_OPDRACHT_
Schrijf alle rijen opnieuw uit, te beginnen bij de rij met "Might I ask you to indicate the green" en doorlopend tot en met de laatste rij. Tel daarbij 59 op bij elk getal van de antwoordcoördinaten en laat alle andere getallen ongewijzigd.

_Fragmenten uit gegevens voor het labelen van locaties_
▼▼▼
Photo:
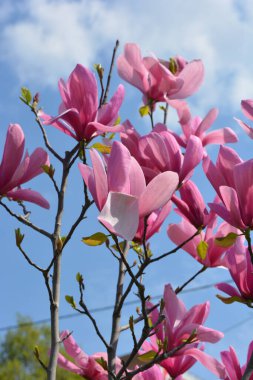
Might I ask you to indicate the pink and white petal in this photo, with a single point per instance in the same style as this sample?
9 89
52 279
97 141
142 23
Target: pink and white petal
247 108
68 365
212 364
231 362
174 307
28 195
220 136
245 127
100 178
37 159
88 177
193 156
108 113
118 180
13 152
192 75
120 215
136 178
158 192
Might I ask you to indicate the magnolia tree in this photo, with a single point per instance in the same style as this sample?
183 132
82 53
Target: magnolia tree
133 181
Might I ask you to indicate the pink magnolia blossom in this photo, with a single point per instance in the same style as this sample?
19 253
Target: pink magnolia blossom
14 171
240 267
237 207
159 151
192 205
195 126
179 325
121 194
234 371
215 255
79 115
154 78
84 365
247 109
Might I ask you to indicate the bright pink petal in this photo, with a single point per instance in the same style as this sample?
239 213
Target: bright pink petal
28 196
193 156
220 136
247 108
120 215
109 112
13 152
207 122
158 192
118 180
208 361
68 365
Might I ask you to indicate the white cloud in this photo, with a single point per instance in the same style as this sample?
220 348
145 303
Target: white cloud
45 41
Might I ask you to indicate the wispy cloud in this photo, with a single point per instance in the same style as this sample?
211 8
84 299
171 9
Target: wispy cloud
43 42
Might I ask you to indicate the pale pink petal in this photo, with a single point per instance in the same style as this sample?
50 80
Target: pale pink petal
220 136
193 156
118 180
108 113
13 152
120 215
158 192
28 196
208 361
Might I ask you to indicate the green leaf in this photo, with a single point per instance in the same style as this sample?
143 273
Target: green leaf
148 356
202 248
105 149
19 237
71 301
96 239
26 95
226 241
144 110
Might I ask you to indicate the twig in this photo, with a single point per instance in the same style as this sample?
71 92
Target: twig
23 220
110 73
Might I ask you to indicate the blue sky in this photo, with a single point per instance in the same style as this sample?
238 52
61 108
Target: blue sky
38 45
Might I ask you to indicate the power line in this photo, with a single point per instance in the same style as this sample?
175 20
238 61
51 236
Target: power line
101 309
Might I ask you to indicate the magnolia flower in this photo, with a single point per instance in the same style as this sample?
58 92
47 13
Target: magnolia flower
▲▲▲
_UITGEWERKT ANTWOORD_
Might I ask you to indicate the green leaf in this photo, with a single point per instance in the same style as this sample?
143 273
Target: green leaf
207 415
261 307
164 208
78 296
130 360
155 298
85 154
285 300
203 169
Might I ask you to indicate the twig in this photo, with a single point per instance in the same style as this sample?
71 92
Target: twig
82 279
169 132
Might I ask you to indicate the blue sky in this photo, with a single point per instance in the same style as this sample?
238 52
61 108
Target: blue sky
97 104
Might I ask you to indicate the power line in this photo, with a single point per instance in the same style as this sample?
175 20
238 61
51 236
Target: power line
160 368
Might I ask you to indicate the magnolia flower in this photo, with a single point per instance in the same style as this sample?
58 92
47 13
Target: magnolia flower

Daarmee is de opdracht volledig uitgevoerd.